Compiti.
**1)** Nell'articolo sul termine dilatorio, riscrivi il passo da "È questo il" a "respinto dalla CTR.", sostituendo "CTP" con "Commissione tributaria provinciale".
**2)** Secondo l'articolo sul termine dilatorio, in quale ordinanza della Corte di Cassazione è contenuto il principio di diritto?

Testo.
· · · · ·

Il termine dilatorio per l’emissione dell’avviso di accertamento non ammette eccezioni

Emiliano Marvulli - Imposte

L'inosservanza del termine dilatorio di sessanta giorni per l'emanazione dell'avviso di accertamento determina l'illegittimità dell'atto impositivo, al netto di specifiche ragioni di urgenza. La Corte di Cassazione chiarisce che non sono ammesse eccezioni alla garanzia di tutela del contribuente

Il termine dilatorio per l'emissione dell'avviso di accertamento non ammette eccezioni

L’inosservanza del termine dilatorio di sessanta giorni per l’emanazione dell’avviso di accertamento, dopo il rilascio al contribuente di copia del PVC, determina l’illegittimità dell’atto impositivo, salvo la ricorrenza di specifiche ragioni di urgenza.

La garanzia di tutela del contribuente non ammette eccezioni, non potendo essere sostituita da un contraddittorio più o meno lungo ed intenso svoltosi tra le parti.

Di conseguenza, qualora il termine sia stato violato e l’Amministrazione finanziaria non provi la ricorrenza di ragioni d’urgenza, l’atto impositivo notificato prima della decorrenza del termine è nullo.

È questo il principio di diritto contenuto nell’Ordinanza n. 21517 del 20 luglio 2023 della Corte di Cassazione.

La decisione della Corte di Cassazione

Sulla base delle risultanze di un processo verbale di constatazione, rilasciato alla società a conclusione di una verifica fiscale, l’Agenzia delle entrate ha emesso un avviso di accertamento prima della scadenza prevista dalla legge.

L’atto è stato impugnato dalla contribuente e la CTP lo ha accolto perché notificato meno di sessanta giorni dopo la consegna del PVC. Sulle medesime motivazioni l’appello proposto dall’Ufficio finanziario è stato respinto dalla CTR.

L’Agenzia delle entrate ha impugnato la sentenza d’appello lamentando violazione e falsa applicazione dell’art. 12 comma 7 della legge n. 212 del 2000, nella parte in cui ha ritenuto illegittimo l’atto perché notificato ante tempus, sebbene la Guardia di Finanza avesse concesso alla società ampio termine per dedurre ed avesse redatto il PVC al solo scopo di esporre le risultanze delle indagini finanziarie.

Inoltre, l’Ente impositore ha censurato la decisione perché il giudice dell’appello ha annullato l’atto impositivo fondando su una pretesa violazione formale della disciplina del contraddittorio preventivo, ma in un’ipotesi in cui la finalità tutelata dalla norma era stata già ampiamente soddisfatta nel corso della previa verifica fiscale.

Nel caso di specie è stato chiarito che l’Amministrazione finanziaria, in prosieguo di una prima verifica terminata il 2.4.2009, in data 1°.3.2010 la Guardia di Finanza ha ripreso le operazioni di accertamento, notificando ai soggetti interessati i prospetti contenenti le movimentazioni bancarie (versamenti e prelevamenti), concedendo alla parte oltre 15 giorni per fornire le proprie giustificazioni.

· · · · ·

Record estratti da una raccolta:
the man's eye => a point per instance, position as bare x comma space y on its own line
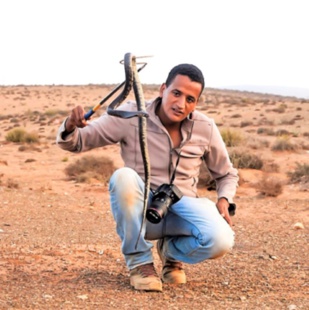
190, 100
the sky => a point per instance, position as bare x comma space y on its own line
236, 43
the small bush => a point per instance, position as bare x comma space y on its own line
16, 135
90, 167
269, 186
283, 144
300, 174
246, 160
231, 138
20, 135
266, 131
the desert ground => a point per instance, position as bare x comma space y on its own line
58, 245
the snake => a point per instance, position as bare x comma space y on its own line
132, 80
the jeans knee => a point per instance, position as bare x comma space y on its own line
220, 243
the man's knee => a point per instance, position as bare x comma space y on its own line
218, 243
223, 242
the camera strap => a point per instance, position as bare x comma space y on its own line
174, 173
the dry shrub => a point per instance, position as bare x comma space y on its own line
300, 174
283, 144
246, 123
257, 144
266, 131
270, 166
12, 183
90, 167
231, 138
269, 186
245, 160
21, 135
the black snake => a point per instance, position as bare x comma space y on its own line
132, 80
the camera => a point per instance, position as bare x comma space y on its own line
163, 198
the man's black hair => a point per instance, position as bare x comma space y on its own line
193, 72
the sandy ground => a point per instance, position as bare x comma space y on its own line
58, 245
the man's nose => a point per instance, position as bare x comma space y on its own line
181, 102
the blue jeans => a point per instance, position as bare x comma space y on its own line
193, 230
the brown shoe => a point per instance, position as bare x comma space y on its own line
145, 278
172, 271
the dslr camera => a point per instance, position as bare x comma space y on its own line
163, 198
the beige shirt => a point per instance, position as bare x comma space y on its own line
201, 140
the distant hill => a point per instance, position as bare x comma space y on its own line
274, 90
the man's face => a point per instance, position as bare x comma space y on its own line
179, 99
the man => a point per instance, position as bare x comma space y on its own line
179, 140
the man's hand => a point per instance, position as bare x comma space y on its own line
223, 208
76, 119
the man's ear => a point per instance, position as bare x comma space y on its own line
162, 88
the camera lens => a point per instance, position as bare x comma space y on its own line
158, 208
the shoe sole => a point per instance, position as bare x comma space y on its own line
147, 286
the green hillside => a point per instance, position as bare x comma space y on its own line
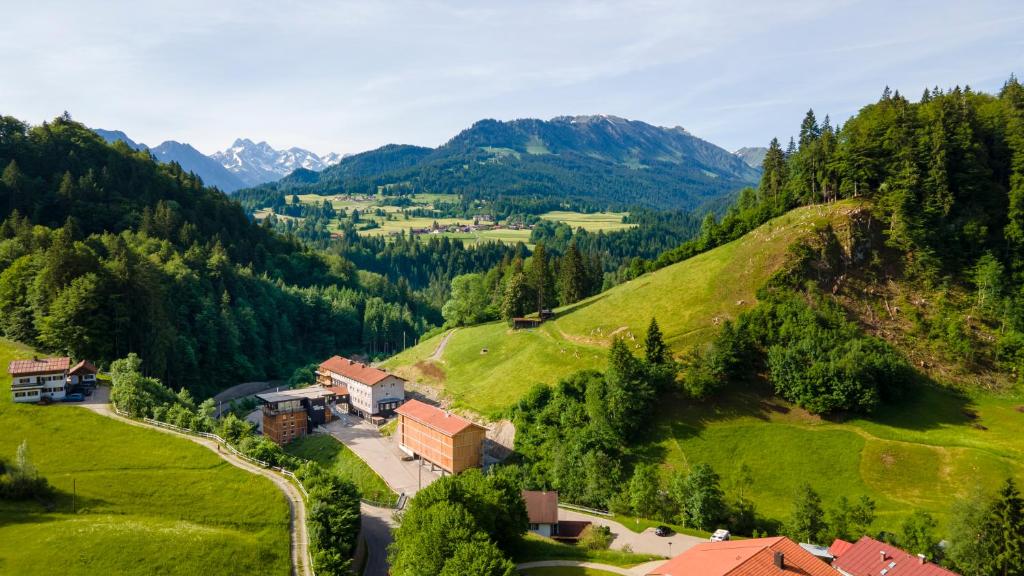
688, 299
920, 453
147, 502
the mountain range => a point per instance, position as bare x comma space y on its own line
754, 156
244, 164
597, 161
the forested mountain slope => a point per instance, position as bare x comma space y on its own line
690, 300
104, 251
582, 161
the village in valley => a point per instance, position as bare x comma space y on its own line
352, 402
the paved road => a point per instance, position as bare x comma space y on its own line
640, 570
645, 542
381, 454
377, 525
99, 403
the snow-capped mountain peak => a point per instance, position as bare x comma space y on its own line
256, 163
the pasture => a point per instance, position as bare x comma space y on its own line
146, 502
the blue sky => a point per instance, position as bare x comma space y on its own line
351, 76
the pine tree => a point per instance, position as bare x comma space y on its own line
541, 278
807, 522
1006, 528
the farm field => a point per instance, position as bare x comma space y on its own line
608, 221
922, 453
396, 221
687, 299
147, 502
331, 454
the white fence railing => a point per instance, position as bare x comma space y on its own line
584, 509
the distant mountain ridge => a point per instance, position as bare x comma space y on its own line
754, 156
244, 164
258, 163
587, 160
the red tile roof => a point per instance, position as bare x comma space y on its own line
839, 547
442, 421
354, 370
338, 391
542, 507
865, 558
83, 367
38, 366
744, 558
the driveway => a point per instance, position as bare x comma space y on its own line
377, 525
381, 453
645, 542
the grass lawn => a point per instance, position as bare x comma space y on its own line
688, 299
538, 547
922, 453
565, 571
147, 502
330, 453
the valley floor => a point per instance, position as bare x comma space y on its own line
144, 501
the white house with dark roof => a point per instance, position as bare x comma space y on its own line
371, 392
34, 379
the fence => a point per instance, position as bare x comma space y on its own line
584, 509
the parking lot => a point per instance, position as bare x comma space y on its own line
382, 454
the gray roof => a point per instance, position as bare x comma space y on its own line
298, 394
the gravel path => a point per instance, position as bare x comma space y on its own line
640, 570
440, 346
98, 403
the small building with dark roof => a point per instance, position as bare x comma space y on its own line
868, 557
36, 379
542, 507
291, 414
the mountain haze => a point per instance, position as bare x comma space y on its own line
258, 163
592, 161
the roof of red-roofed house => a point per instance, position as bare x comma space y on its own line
870, 558
38, 366
744, 558
542, 507
441, 420
355, 370
839, 547
84, 367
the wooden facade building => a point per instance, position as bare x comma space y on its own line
448, 441
294, 413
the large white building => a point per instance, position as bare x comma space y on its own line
371, 392
34, 379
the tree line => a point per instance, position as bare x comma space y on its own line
104, 252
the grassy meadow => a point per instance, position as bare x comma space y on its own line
395, 221
147, 502
922, 453
327, 451
689, 300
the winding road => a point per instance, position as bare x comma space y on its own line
99, 404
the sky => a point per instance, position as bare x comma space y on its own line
352, 76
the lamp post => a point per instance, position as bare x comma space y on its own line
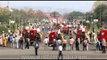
10, 18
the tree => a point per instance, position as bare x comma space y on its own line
55, 14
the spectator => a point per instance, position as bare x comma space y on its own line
77, 43
36, 46
60, 52
85, 45
46, 40
98, 46
103, 46
71, 42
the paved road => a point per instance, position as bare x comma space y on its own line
9, 53
6, 52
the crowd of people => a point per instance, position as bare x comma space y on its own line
60, 42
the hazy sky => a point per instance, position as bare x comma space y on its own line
82, 6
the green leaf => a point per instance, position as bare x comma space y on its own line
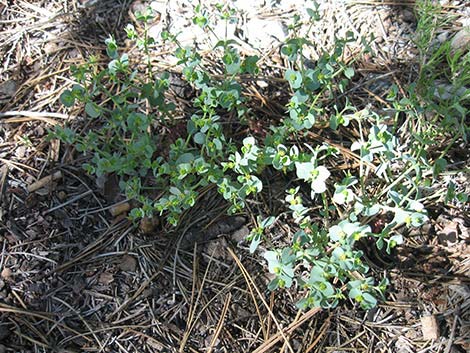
294, 78
199, 138
92, 109
439, 166
67, 98
349, 72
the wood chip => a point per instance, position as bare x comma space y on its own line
430, 327
120, 208
44, 181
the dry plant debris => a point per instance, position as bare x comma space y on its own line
77, 276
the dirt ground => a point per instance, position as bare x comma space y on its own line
76, 277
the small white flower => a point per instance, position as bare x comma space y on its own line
318, 177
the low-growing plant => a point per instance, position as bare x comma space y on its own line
127, 109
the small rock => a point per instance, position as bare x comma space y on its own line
430, 327
50, 48
61, 195
408, 15
4, 332
8, 89
461, 40
240, 234
218, 249
106, 278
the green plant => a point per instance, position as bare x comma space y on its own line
322, 257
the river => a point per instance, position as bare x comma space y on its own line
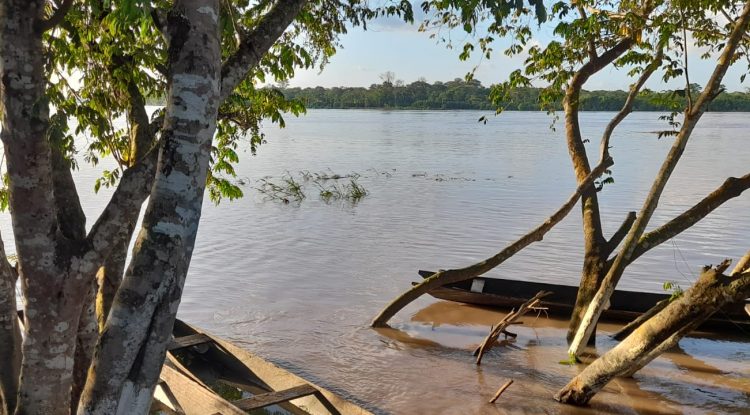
298, 283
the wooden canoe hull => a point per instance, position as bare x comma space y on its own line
624, 305
193, 371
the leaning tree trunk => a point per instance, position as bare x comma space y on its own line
151, 289
10, 337
712, 291
692, 116
450, 276
50, 327
595, 246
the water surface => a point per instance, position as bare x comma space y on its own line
299, 284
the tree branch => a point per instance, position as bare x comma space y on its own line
442, 278
124, 207
731, 188
627, 108
57, 16
255, 44
588, 323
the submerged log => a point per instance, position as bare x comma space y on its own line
451, 276
656, 335
501, 390
509, 319
628, 328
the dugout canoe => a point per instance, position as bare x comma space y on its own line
205, 374
624, 305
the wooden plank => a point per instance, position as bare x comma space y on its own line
194, 398
164, 395
187, 341
272, 398
279, 379
254, 389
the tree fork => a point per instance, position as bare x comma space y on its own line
692, 117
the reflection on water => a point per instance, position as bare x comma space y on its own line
300, 285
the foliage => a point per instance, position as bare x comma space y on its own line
107, 59
290, 189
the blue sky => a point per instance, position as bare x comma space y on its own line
391, 45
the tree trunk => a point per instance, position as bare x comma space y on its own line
88, 334
595, 251
442, 278
50, 326
712, 291
146, 303
109, 278
10, 337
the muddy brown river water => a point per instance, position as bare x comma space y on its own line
299, 284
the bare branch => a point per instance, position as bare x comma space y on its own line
588, 323
57, 16
442, 278
731, 188
255, 44
123, 209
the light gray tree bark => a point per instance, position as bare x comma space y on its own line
10, 337
156, 275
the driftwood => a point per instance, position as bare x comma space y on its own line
450, 276
501, 390
711, 292
630, 327
692, 116
511, 317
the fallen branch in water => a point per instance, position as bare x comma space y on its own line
495, 331
709, 294
451, 276
501, 390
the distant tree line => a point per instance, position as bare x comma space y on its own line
461, 94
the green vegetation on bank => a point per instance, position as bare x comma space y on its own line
460, 94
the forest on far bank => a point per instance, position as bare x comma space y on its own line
461, 94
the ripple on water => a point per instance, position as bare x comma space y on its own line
299, 285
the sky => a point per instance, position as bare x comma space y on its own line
392, 45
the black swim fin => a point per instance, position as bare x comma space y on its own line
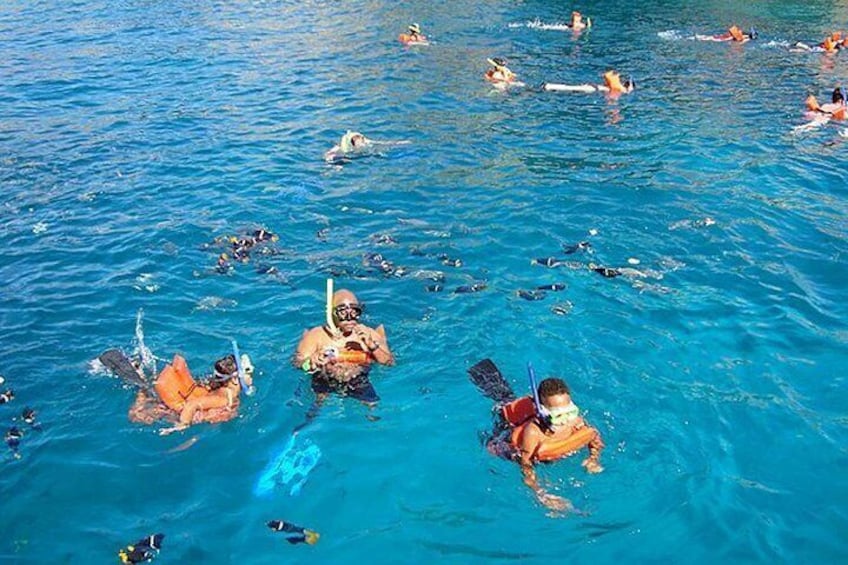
117, 362
486, 376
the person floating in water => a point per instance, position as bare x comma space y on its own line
543, 427
414, 37
177, 397
613, 86
831, 44
732, 34
820, 114
339, 355
578, 23
351, 143
499, 73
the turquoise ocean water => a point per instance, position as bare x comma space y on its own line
135, 132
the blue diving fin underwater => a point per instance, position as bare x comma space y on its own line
291, 466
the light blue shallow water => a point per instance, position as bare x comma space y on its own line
133, 133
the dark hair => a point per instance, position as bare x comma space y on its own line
552, 387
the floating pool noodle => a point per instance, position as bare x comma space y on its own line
291, 465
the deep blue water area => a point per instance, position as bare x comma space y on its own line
133, 133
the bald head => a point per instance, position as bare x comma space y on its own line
343, 296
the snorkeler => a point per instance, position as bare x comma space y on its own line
414, 37
339, 354
578, 23
546, 426
820, 114
499, 73
350, 143
294, 534
612, 86
733, 34
831, 44
176, 397
143, 550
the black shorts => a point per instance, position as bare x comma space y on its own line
359, 388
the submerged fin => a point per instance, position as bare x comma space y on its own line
486, 376
117, 362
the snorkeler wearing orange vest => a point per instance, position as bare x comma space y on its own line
338, 355
177, 397
499, 73
414, 37
578, 23
612, 86
820, 114
835, 110
544, 427
733, 34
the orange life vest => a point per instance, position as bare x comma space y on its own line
354, 357
736, 34
175, 385
519, 413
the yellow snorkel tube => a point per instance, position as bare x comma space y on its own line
329, 309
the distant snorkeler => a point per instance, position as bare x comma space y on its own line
294, 534
732, 34
7, 396
578, 23
820, 114
500, 75
13, 440
143, 550
612, 86
354, 144
831, 44
414, 37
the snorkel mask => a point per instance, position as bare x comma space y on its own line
248, 390
541, 412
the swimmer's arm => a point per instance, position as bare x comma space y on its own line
376, 343
305, 349
528, 444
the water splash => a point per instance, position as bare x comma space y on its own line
140, 350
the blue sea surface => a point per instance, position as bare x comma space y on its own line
133, 133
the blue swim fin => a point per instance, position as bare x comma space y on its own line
291, 465
486, 376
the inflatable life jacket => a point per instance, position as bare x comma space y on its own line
407, 38
613, 81
736, 33
354, 357
519, 413
175, 385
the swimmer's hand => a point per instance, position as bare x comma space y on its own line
554, 502
169, 431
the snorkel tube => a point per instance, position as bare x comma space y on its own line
329, 309
248, 390
541, 412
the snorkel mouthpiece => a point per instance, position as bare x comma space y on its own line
248, 390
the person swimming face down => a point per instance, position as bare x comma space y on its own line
346, 311
558, 408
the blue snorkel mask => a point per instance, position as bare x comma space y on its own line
542, 412
248, 390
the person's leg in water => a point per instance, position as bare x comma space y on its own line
362, 390
322, 388
593, 462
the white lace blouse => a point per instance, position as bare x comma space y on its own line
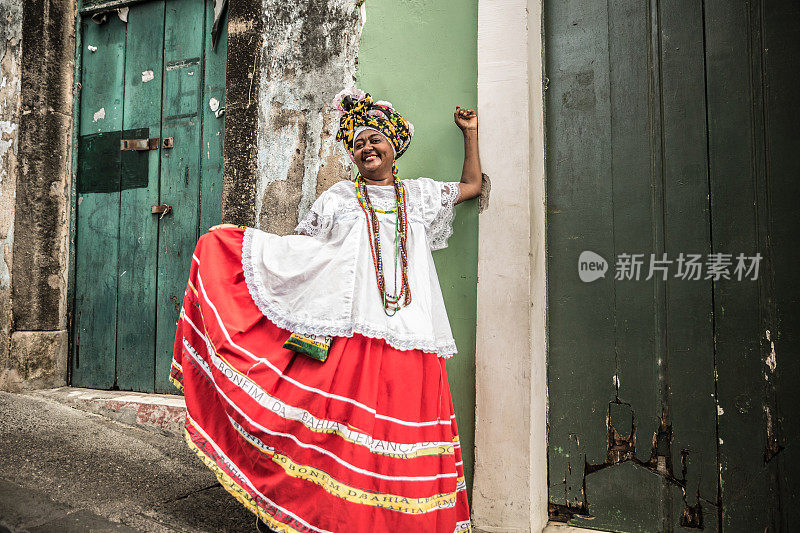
323, 281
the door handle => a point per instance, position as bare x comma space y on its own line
139, 144
162, 210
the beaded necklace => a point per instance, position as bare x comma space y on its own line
391, 302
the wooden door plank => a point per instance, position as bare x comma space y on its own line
638, 202
213, 125
688, 367
180, 170
138, 227
581, 358
97, 216
752, 119
735, 162
781, 191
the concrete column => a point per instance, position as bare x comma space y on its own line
510, 488
38, 345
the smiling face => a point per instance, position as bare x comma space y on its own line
373, 155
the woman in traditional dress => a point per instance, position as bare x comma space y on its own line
313, 365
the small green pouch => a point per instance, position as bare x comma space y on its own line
314, 346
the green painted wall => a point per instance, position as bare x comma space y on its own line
422, 57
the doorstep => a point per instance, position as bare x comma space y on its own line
160, 413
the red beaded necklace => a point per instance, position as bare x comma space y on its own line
391, 302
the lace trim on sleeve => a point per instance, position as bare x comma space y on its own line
445, 348
441, 228
314, 225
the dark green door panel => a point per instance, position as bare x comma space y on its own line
97, 224
671, 129
151, 77
136, 270
180, 170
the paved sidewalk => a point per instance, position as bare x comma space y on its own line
67, 470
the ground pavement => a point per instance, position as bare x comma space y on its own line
66, 470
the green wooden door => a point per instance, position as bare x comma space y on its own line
671, 129
157, 76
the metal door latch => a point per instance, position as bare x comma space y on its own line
139, 144
162, 210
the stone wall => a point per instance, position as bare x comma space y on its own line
10, 54
308, 55
39, 35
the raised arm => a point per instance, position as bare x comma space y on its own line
470, 185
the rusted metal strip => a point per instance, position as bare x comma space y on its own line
98, 7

· · · · ·

Risposte.
**1)**
È questo il principio di diritto contenuto nell’Ordinanza n. 21517 del 20 luglio 2023 della Corte di Cassazione.

La decisione della Corte di Cassazione

Sulla base delle risultanze di un processo verbale di constatazione, rilasciato alla società a conclusione di una verifica fiscale, l’Agenzia delle entrate ha emesso un avviso di accertamento prima della scadenza prevista dalla legge.

L’atto è stato impugnato dalla contribuente e la Commissione tributaria provinciale lo ha accolto perché notificato meno di sessanta giorni dopo la consegna del PVC. Sulle medesime motivazioni l’appello proposto dall’Ufficio finanziario è stato respinto dalla CTR.

**2)** Nell'Ordinanza n. 21517 del 20 luglio 2023.